### READING TEXT
↓↓↓

Earthquakes and floods are becoming more common in recent years even in Singapore, that is why people should be prepared to act appropriately when needed to avoid panic and injuries. These can be frightening even for adults, but children’s preparedness for disasters are usually overlooked unless there is an occasional school drill.
Here are tips on how you can prepare your kids at home for emergencies.
Read up on natural disasters
Understanding what happens during an emergency might help family members calm down and to think of better ways to deal with the situation. Explain why they need to be calm and to acknowledge that fear is normal but it should not get in the way of doing what is supposed to be done.
Even children who cannot yet read will be able to pick up useful information by reading books on topics such as earthquakes, flooding, waterspouts, heatwaves, etc.
Prepare emergency kits
No one can be fully prepared for unpredictable natural phenomena, but you can control what your family should do during and after an emergency. There might come a time when you might have to ask them to help treat a wound or fracture or how to call for help when you are injured or immobilized. Older children should know basic first aid and how to use a flashlight or emergency light, mobile phone, and to pack light essentials in a few minutes.
Let them participate in emergency preparation
Ask the children to help identify items needed for an emergency including where to find flashlights or emergency lights, finding the emergency exits and stairs, and what to bring during an evacuation. Letting them read a checklist can keep their minds preoccupied to avoid panic.
Don’t forget to plan where to meet and how to get there in case you get separated during an evacuation. Children should be familiar of the escape/evacuation routes in the apartment complex. You can do this by drawing a map or showing them where the stairs and exits are. Role-playing is also a fun way to help them remember the information.
Prepare them for school
Schools occasionally schedule a drill, but you can also help b using the same techniques needed at home. They should have your contact number and address at all times in case they get separated. If possible, you can post important information such as blood type and allergies on the child’s identification.
Teach them when to call for help
What if your child encounters another person who might be in need of help? Children should be taught how to assess an emergency situation without having to use a lot of medical terms. It can be as simple as pointing out that if someone is lying down on the ground, the person might need help.
Before calling for help, however, remind them that they should be somewhere safe before calling for help. Then, make them remember and understand keywords such as “ambulance” and “emergency” if their vocabulary is limited.

↑↑↑

### DATA PROVIDED
↓↓↓

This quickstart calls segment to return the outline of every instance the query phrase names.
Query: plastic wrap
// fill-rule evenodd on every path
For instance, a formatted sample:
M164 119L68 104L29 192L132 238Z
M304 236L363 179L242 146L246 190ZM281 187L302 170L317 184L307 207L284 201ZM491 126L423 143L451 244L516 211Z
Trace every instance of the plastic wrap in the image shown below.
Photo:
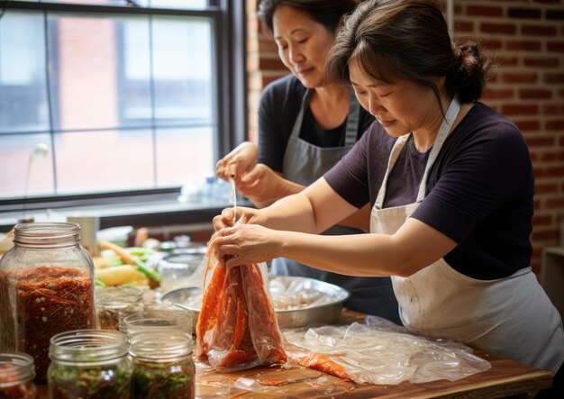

↑↑↑

### QUESTIONS
1. Answer these questions using the text on preparing children for emergencies.
(a) Which tasks should older children know how to do?
(b) What fun way to help children remember the evacuation information does the text suggest?
(c) What information can be posted on the child's identification?
2. Duplicate the passage of the text on preparing children for emergencies from "Earthquakes and floods" up to and including "waterspouts, heatwaves, etc.".

### ANSWERS TO THIS EXERCISE
1.
(a) Basic first aid, using a flashlight or emergency light and a mobile phone, and packing light essentials in a few minutes.
(b) Role-playing.
(c) Blood type and allergies.

2.
Earthquakes and floods are becoming more common in recent years even in Singapore, that is why people should be prepared to act appropriately when needed to avoid panic and injuries. These can be frightening even for adults, but children’s preparedness for disasters are usually overlooked unless there is an occasional school drill.
Here are tips on how you can prepare your kids at home for emergencies.
Read up on natural disasters
Understanding what happens during an emergency might help family members calm down and to think of better ways to deal with the situation. Explain why they need to be calm and to acknowledge that fear is normal but it should not get in the way of doing what is supposed to be done.
Even children who cannot yet read will be able to pick up useful information by reading books on topics such as earthquakes, flooding, waterspouts, heatwaves, etc.